What you have to do
Render every line of the records below as a JSON list of strings, one string per line, skipping blank lines and leaving out the pictures.

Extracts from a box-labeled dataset

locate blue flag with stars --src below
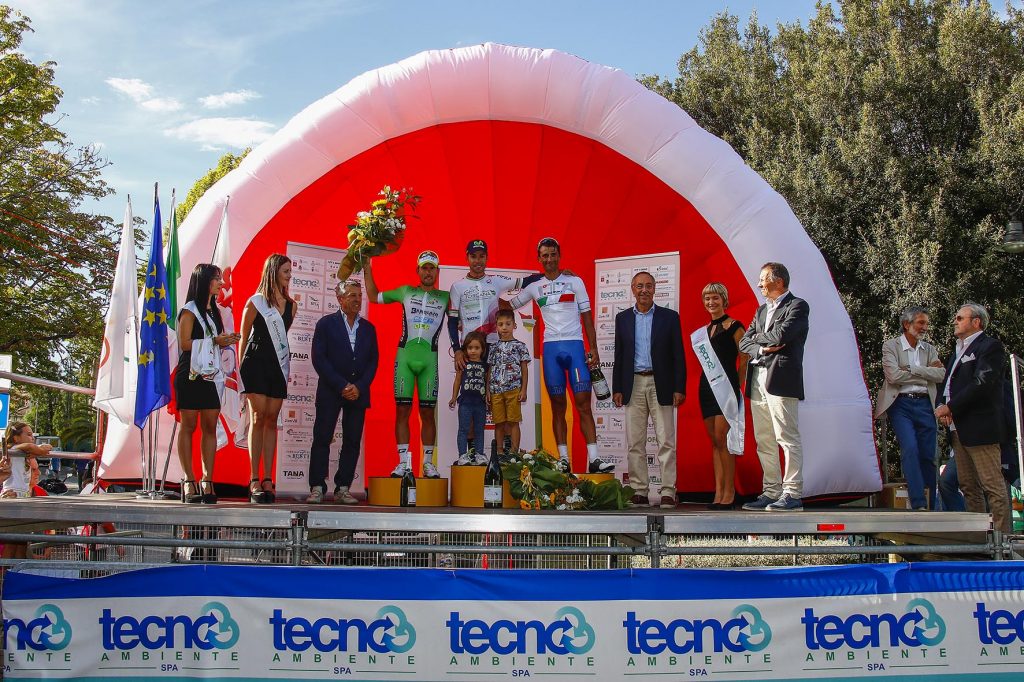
[135,191,171,428]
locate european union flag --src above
[135,191,171,428]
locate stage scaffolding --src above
[0,494,1011,577]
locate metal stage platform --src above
[0,494,1011,574]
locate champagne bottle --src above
[483,439,502,509]
[398,469,416,507]
[587,353,611,400]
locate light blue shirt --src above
[633,305,655,372]
[341,312,360,352]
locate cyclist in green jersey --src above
[364,251,449,478]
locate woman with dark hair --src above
[690,282,749,510]
[240,253,295,504]
[174,263,239,505]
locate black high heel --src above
[181,478,203,505]
[249,478,266,505]
[200,478,217,505]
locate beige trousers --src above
[626,374,676,498]
[950,431,1010,532]
[751,367,804,500]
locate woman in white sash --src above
[174,263,239,504]
[690,282,749,510]
[240,253,295,504]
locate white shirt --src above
[942,330,985,431]
[341,312,359,346]
[899,334,928,395]
[512,272,590,343]
[449,274,520,343]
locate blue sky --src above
[14,0,814,219]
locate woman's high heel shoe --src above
[200,478,217,505]
[260,478,278,504]
[249,478,266,505]
[181,478,203,505]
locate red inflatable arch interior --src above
[229,121,761,494]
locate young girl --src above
[0,422,51,559]
[449,332,487,466]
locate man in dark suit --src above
[306,280,378,505]
[935,303,1011,532]
[611,272,686,509]
[739,263,810,511]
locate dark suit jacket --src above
[739,293,811,400]
[936,332,1007,445]
[312,310,378,408]
[611,305,686,404]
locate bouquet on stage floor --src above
[338,185,421,282]
[502,450,633,511]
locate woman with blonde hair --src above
[690,282,749,511]
[240,253,295,504]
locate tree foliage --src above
[175,147,252,224]
[641,0,1024,385]
[0,5,117,433]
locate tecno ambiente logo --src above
[99,601,241,651]
[3,604,72,651]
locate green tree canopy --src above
[641,0,1024,385]
[0,5,117,433]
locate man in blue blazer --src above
[739,263,810,511]
[306,280,378,505]
[935,302,1011,532]
[611,272,686,509]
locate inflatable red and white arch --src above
[103,43,881,497]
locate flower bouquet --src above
[502,450,633,511]
[338,185,421,282]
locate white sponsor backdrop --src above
[3,562,1024,681]
[436,265,541,478]
[593,251,679,491]
[276,242,370,497]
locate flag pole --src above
[153,187,184,500]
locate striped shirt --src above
[633,305,654,372]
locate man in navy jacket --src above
[935,303,1011,532]
[306,280,378,505]
[611,272,686,509]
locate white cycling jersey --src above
[512,272,590,343]
[449,274,520,343]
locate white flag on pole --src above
[213,197,245,447]
[93,197,138,425]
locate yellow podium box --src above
[577,474,615,485]
[416,478,447,507]
[369,476,401,507]
[452,466,487,509]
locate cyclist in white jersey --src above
[449,240,541,370]
[364,251,449,478]
[512,237,614,473]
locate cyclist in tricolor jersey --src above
[512,237,614,473]
[365,251,449,478]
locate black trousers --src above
[309,395,367,492]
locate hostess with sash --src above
[690,327,745,455]
[242,294,292,383]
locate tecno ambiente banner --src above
[3,562,1024,680]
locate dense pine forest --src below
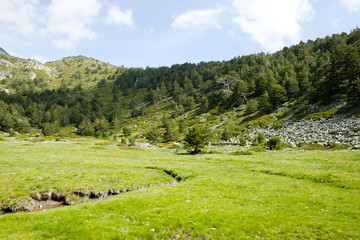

Written response
[
  "locate blue flag with stars --src below",
  "[135,191,171,428]",
  "locate european union flag --src above",
  "[135,191,171,428]",
  "locate stage scaffolding --src above",
  "[0,494,1011,577]",
  "locate metal stage platform --src above",
  "[0,494,1011,574]",
  "locate champagne bottle --src above",
  "[483,439,502,509]",
  "[398,469,416,507]",
  "[587,353,611,400]",
  "locate light blue shirt --src above",
  "[633,305,655,372]",
  "[341,312,360,352]",
  "locate cyclist in green jersey --src above",
  "[364,251,449,478]",
  "locate woman with dark hair --src above",
  "[690,282,749,510]",
  "[240,253,295,504]",
  "[174,263,239,505]",
  "locate black high heel --src above",
  "[181,478,203,505]",
  "[249,478,266,505]",
  "[200,478,217,505]",
  "locate beige trousers --src above",
  "[626,374,676,498]",
  "[950,431,1010,532]",
  "[751,367,804,500]",
  "locate woman in white sash --src above",
  "[174,263,239,504]",
  "[690,282,749,510]",
  "[240,253,295,504]",
  "locate white shirt --src above",
  "[942,330,985,431]",
  "[341,312,359,346]",
  "[899,334,928,395]",
  "[512,272,590,343]",
  "[449,274,520,343]",
  "locate blue sky --src above",
  "[14,0,814,219]",
  "locate woman's high heel shoe --src above",
  "[200,478,217,505]",
  "[260,478,278,504]",
  "[249,478,266,505]",
  "[181,478,203,505]",
  "locate red inflatable arch interior --src above",
  "[229,121,761,494]",
  "locate young girl --src above",
  "[0,422,51,559]",
  "[449,332,487,466]",
  "locate man in dark suit --src above",
  "[306,280,378,505]",
  "[935,303,1011,532]",
  "[611,272,686,509]",
  "[739,263,810,511]",
  "locate dark suit jacket --src above",
  "[739,293,811,400]",
  "[936,332,1007,445]",
  "[312,310,378,408]",
  "[611,305,686,404]",
  "locate bouquet on stage floor --src above",
  "[338,185,421,282]",
  "[502,450,633,511]",
  "locate woman with blonde hair --src above",
  "[690,282,749,511]",
  "[240,253,295,504]",
  "locate tree foliage --src above",
  "[175,147,252,224]",
  "[641,0,1024,385]",
  "[0,5,117,433]",
  "locate tecno ambiente logo --src above",
  "[99,601,241,651]",
  "[3,604,72,651]",
  "locate green tree canopy --src above",
  "[641,0,1024,385]",
  "[0,5,117,433]",
  "locate man in blue blazer --src above",
  "[739,263,810,511]",
  "[306,280,378,505]",
  "[935,302,1011,532]",
  "[611,272,686,509]",
  "locate inflatable red and white arch --src above",
  "[103,43,881,497]",
  "locate flower bouquet --src above",
  "[502,450,633,511]",
  "[338,185,421,282]",
  "locate white sponsor backdrop --src above",
  "[3,562,1024,681]",
  "[436,265,541,478]",
  "[593,251,679,491]",
  "[276,242,370,497]",
  "locate flag pole --src above",
  "[153,187,184,500]",
  "locate striped shirt --src above",
  "[633,305,654,372]",
  "locate man in navy jacket --src above",
  "[935,303,1011,532]",
  "[306,280,378,505]",
  "[611,272,686,509]",
  "locate white cycling jersey --src above",
  "[512,272,590,343]",
  "[449,274,520,343]",
  "locate white flag on pole --src above",
  "[213,197,245,447]",
  "[93,197,138,425]",
  "locate yellow podium box --src above",
  "[577,474,615,485]",
  "[416,478,447,507]",
  "[369,476,401,507]",
  "[452,466,487,509]",
  "locate cyclist in white jersey --src above",
  "[449,240,541,370]",
  "[364,251,449,478]",
  "[512,237,614,473]",
  "locate cyclist in tricolor jersey --src above",
  "[512,237,614,473]",
  "[365,251,449,478]",
  "locate black trousers --src above",
  "[309,395,367,492]",
  "locate hostess with sash --src above",
  "[690,327,745,455]",
  "[242,294,292,383]",
  "locate tecno ambiente banner --src above",
  "[3,562,1024,680]",
  "locate dense pine forest --src below"
]